▸ ENUNCIADO
Filtre os itens abaixo e copie cada linha que contenha a palavra "white". A distinção entre maiúsculas e minúsculas deve ser respeitada.

● ● ● ● ●

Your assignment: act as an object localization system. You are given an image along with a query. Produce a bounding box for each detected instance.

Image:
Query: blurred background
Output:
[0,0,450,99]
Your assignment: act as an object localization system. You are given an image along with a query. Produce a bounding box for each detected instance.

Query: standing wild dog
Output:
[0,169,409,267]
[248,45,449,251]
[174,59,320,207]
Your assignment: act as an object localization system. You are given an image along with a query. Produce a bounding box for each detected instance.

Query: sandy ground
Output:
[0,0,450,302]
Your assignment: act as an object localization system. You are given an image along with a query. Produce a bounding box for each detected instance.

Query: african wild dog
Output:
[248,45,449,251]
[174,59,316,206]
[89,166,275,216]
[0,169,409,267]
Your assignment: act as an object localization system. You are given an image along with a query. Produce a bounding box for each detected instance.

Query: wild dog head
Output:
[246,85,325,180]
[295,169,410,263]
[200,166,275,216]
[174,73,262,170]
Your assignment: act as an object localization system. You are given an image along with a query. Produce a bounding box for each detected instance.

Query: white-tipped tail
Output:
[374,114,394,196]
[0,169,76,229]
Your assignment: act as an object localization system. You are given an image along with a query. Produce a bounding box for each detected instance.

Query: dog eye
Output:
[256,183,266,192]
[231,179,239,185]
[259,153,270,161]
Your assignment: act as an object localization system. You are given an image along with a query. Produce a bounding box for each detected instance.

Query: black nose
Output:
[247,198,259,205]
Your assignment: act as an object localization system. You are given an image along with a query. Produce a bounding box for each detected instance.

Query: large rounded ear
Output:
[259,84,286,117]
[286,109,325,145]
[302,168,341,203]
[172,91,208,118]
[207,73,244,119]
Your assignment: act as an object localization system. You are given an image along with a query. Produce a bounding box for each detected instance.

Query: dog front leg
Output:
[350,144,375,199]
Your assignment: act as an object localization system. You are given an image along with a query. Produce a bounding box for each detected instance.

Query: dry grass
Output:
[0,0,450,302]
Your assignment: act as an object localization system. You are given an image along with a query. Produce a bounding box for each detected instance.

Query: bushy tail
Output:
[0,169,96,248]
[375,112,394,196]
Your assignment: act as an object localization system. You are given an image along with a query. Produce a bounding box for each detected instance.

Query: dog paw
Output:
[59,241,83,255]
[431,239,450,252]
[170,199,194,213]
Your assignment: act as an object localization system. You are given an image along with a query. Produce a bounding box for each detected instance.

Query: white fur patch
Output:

● ● ● ● ●

▸ RESULTADO FINAL
Query: white-tipped tail
Query: white fur patch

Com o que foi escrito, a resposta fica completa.